Transcribe the records below exactly as they appear.

# SUPPLIED DATA:
* * *
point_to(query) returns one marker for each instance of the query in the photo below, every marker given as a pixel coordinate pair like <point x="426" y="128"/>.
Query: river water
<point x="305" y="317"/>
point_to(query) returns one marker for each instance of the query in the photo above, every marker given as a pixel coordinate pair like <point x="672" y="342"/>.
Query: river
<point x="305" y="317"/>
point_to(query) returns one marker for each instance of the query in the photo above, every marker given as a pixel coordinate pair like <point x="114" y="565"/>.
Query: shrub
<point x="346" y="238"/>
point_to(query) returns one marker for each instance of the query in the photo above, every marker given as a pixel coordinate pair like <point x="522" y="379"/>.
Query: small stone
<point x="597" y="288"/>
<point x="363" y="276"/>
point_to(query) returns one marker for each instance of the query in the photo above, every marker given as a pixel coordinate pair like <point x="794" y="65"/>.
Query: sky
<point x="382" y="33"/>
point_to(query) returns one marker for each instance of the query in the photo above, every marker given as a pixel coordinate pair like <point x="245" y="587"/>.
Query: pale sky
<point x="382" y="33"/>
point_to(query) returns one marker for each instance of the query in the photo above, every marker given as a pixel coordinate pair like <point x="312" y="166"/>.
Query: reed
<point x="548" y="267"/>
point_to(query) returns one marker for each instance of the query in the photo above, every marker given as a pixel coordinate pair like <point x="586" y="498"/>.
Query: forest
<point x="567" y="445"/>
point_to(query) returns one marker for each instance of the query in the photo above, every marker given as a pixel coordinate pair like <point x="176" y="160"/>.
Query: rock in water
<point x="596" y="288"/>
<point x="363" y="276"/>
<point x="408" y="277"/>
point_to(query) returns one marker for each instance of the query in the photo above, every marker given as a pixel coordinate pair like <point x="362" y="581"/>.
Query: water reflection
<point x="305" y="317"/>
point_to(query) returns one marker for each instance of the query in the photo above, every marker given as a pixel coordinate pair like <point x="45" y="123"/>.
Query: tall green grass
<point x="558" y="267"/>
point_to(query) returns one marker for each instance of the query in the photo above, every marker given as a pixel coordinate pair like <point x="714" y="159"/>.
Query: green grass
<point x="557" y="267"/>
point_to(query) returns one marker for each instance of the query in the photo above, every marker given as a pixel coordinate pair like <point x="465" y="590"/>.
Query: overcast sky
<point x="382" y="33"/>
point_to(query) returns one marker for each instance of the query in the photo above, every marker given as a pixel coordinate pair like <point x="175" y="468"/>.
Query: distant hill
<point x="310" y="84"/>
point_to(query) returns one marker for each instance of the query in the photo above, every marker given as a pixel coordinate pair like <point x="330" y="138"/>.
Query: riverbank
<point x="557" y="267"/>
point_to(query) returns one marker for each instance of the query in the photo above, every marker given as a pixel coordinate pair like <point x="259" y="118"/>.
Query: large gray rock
* * *
# TASK RESULT:
point_to(query) returns one marker for each instance of the query in the photo below, every marker given as a pixel coordinate pair like <point x="426" y="128"/>.
Query: river water
<point x="305" y="317"/>
point_to(query) returns one marker for each instance of the query in the photo above, every marker given as a pixel coordinate pair like <point x="672" y="342"/>.
Query: river
<point x="305" y="317"/>
point_to(query) returns one marker for each instance of the query in the photo above, every marker given as a pixel coordinate pair like <point x="114" y="565"/>.
Query: shrub
<point x="346" y="238"/>
point_to(query) returns one marker for each instance of the query in the photo above, every marker given as a pixel coordinate pair like <point x="522" y="379"/>.
Query: small stone
<point x="597" y="288"/>
<point x="363" y="276"/>
point_to(query) returns one marker for each instance of the query in the photo above, every marker given as a pixel coordinate pair like <point x="794" y="65"/>.
Query: sky
<point x="382" y="33"/>
point_to(query) returns one marker for each instance of the query in the photo above, every marker given as a pixel coordinate pair like <point x="245" y="587"/>.
Query: pale sky
<point x="382" y="33"/>
point_to(query) returns one marker for each instance of the query in the photo above, every marker given as a pixel coordinate pair like <point x="312" y="166"/>.
Query: reed
<point x="548" y="267"/>
point_to(query) returns one marker for each instance of the query in the photo above, every marker given as a pixel coordinate pair like <point x="586" y="498"/>.
Query: forest
<point x="567" y="445"/>
point_to(query) returns one marker for each instance of the query in the photo above, every marker given as a pixel coordinate pair like <point x="176" y="160"/>.
Query: rock in water
<point x="596" y="288"/>
<point x="363" y="276"/>
<point x="408" y="277"/>
point_to(query) returns one marker for each instance of the query in the photo above, every marker given as a pixel coordinate pair like <point x="362" y="581"/>.
Query: water reflection
<point x="305" y="317"/>
point_to(query) returns one marker for each instance of the query in the photo above, every marker given as a pixel coordinate pair like <point x="45" y="123"/>.
Query: tall green grass
<point x="558" y="267"/>
point_to(query) returns one marker for each instance of the query in the photo above, every marker given as a pixel coordinate pair like <point x="714" y="159"/>.
Query: green grass
<point x="557" y="267"/>
point_to(query) returns one marker for each instance of the query in the photo above, every marker given as a pixel coordinate pair like <point x="465" y="590"/>.
Query: overcast sky
<point x="382" y="33"/>
point_to(query) returns one marker for each instance of the query in the photo above, every marker given as a pixel coordinate pair like <point x="175" y="468"/>.
Query: distant hill
<point x="310" y="84"/>
point_to(query) returns one marker for each instance of the query in the photo above, every marker given as a pixel coordinate pair like <point x="330" y="138"/>.
Query: riverbank
<point x="557" y="267"/>
point_to(query) returns one marker for each instance of the query in the photo above, every marker given as a pixel coordinate pair like <point x="259" y="118"/>.
Query: large gray rock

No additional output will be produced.